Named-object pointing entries
>>
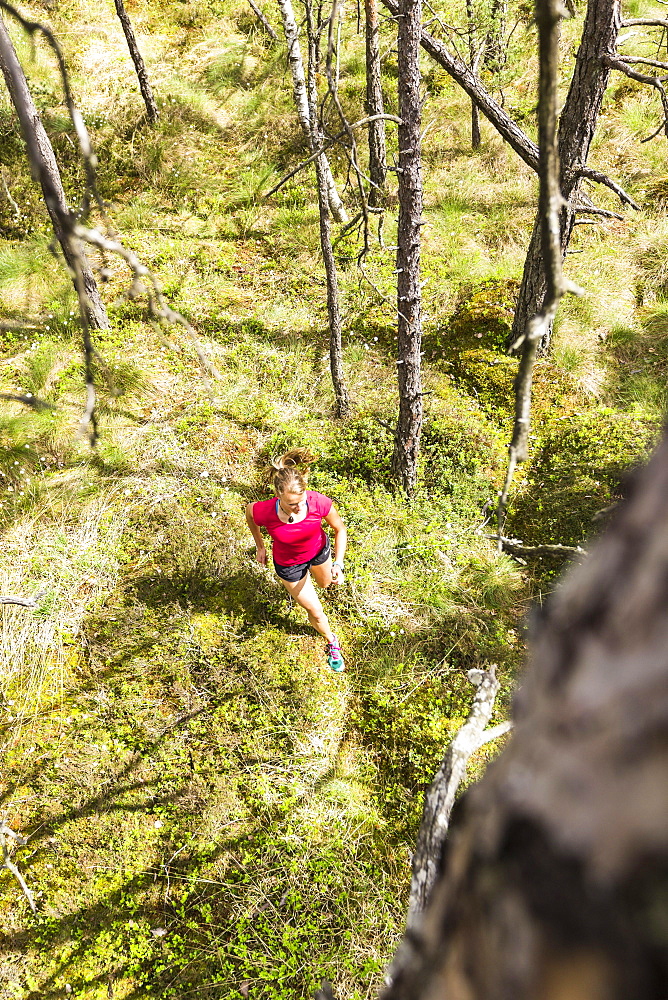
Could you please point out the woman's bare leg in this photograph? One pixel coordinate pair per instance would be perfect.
(322, 574)
(303, 592)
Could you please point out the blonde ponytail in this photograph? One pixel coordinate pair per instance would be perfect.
(288, 473)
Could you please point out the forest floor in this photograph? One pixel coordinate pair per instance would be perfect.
(209, 810)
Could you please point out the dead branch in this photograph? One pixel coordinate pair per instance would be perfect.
(265, 23)
(34, 402)
(515, 545)
(8, 841)
(331, 142)
(595, 175)
(620, 63)
(440, 797)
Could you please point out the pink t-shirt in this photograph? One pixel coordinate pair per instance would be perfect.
(294, 543)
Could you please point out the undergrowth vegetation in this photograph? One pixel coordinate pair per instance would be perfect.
(209, 811)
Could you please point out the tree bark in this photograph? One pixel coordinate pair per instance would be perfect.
(469, 82)
(440, 797)
(302, 104)
(145, 87)
(576, 131)
(374, 105)
(409, 172)
(44, 168)
(553, 882)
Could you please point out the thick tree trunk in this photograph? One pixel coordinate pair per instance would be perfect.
(469, 82)
(263, 20)
(44, 168)
(302, 104)
(145, 87)
(576, 131)
(409, 327)
(374, 105)
(553, 881)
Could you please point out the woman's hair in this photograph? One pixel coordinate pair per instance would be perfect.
(289, 472)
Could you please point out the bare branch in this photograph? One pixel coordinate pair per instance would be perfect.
(599, 178)
(8, 838)
(550, 201)
(331, 142)
(34, 402)
(620, 64)
(515, 545)
(265, 23)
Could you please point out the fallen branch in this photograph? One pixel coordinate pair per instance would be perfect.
(516, 545)
(331, 142)
(595, 175)
(8, 841)
(265, 23)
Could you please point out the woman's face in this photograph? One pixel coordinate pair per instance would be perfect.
(295, 503)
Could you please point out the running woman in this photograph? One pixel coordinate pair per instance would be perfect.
(301, 550)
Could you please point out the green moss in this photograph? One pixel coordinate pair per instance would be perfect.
(578, 470)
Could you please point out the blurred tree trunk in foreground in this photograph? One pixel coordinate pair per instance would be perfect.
(554, 879)
(140, 67)
(44, 168)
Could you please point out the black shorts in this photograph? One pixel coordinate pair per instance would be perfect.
(297, 572)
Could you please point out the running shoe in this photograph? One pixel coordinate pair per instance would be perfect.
(334, 657)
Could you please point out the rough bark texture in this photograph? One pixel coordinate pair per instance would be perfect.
(576, 131)
(469, 82)
(555, 873)
(145, 87)
(374, 104)
(302, 104)
(440, 796)
(44, 168)
(409, 327)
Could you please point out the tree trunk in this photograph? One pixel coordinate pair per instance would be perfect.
(469, 82)
(44, 168)
(374, 105)
(576, 131)
(409, 327)
(302, 104)
(553, 879)
(342, 408)
(144, 85)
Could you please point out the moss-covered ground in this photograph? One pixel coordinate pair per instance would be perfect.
(209, 811)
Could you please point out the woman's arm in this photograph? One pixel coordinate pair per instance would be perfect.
(261, 552)
(333, 519)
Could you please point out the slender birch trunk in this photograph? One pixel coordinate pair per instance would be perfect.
(145, 87)
(342, 408)
(44, 168)
(409, 327)
(302, 104)
(576, 131)
(374, 104)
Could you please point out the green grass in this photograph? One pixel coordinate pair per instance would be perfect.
(209, 809)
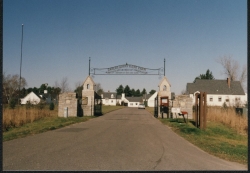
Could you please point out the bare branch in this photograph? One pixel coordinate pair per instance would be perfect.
(231, 67)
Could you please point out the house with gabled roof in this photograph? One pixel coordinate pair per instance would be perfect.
(31, 98)
(110, 98)
(134, 101)
(150, 99)
(219, 92)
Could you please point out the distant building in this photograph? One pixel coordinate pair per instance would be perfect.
(31, 98)
(219, 92)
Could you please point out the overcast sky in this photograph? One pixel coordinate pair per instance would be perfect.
(59, 36)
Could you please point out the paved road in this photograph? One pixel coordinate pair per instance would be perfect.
(126, 139)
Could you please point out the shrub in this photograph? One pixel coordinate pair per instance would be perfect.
(12, 104)
(28, 105)
(41, 105)
(51, 106)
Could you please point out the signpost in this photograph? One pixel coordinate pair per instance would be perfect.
(126, 69)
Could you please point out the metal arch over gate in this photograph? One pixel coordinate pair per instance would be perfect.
(126, 69)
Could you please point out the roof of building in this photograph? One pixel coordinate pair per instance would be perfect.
(134, 99)
(147, 96)
(164, 79)
(215, 87)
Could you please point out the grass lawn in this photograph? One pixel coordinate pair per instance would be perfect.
(49, 123)
(218, 139)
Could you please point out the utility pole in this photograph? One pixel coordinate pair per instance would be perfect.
(164, 66)
(89, 66)
(20, 66)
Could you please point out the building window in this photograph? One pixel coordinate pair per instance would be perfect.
(219, 99)
(237, 99)
(164, 88)
(211, 99)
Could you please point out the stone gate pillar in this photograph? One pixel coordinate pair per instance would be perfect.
(164, 91)
(88, 96)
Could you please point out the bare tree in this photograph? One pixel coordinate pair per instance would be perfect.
(64, 85)
(98, 88)
(78, 90)
(232, 69)
(11, 85)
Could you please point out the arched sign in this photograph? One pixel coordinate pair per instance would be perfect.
(126, 69)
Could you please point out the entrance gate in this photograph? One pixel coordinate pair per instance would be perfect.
(129, 69)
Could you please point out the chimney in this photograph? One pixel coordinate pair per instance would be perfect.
<<
■ What the exercise asks
Could you write out the entries again, starting at the line that contains "Could you please point out the roof" and stopping after the last entry, keeping the requests and offsetting every coordinate in the answers by 90?

■ Full output
Could you please point out the roof of building in this photograph? One pixel coordinate pair per instance would be perfect.
(224, 189)
(237, 186)
(254, 169)
(305, 177)
Could you please point out the grass lawn in this photograph? One pixel coordinate pair per instance would be perfect.
(139, 213)
(308, 229)
Could you please point out the utility pole in this photograph? One pixel coordinate pair per instance would be perfect.
(254, 156)
(179, 156)
(110, 156)
Could you please point out the building window in this photograph? One pixel coordinate pair per instance would be perfect.
(309, 189)
(327, 189)
(254, 178)
(301, 189)
Could you please point out the stone gate pillar in this photograph? One pixel coordinate pair per instance would be perfect.
(254, 181)
(178, 186)
Could you please point out the bare tree in this photograph? One pixel coordinate pair per instance would be perfect.
(154, 175)
(188, 178)
(168, 180)
(322, 159)
(101, 175)
Could you please point out the arched sign in this photograph? One pixel coordinate pair per instance would be perfect.
(216, 159)
Could you please point out the entrance gate in this photograph? One pixel coordinate pair per instance would be perfect.
(219, 159)
Could you please point out the chimney in this photograph? One pixel coordinate pair per instance would be perfect.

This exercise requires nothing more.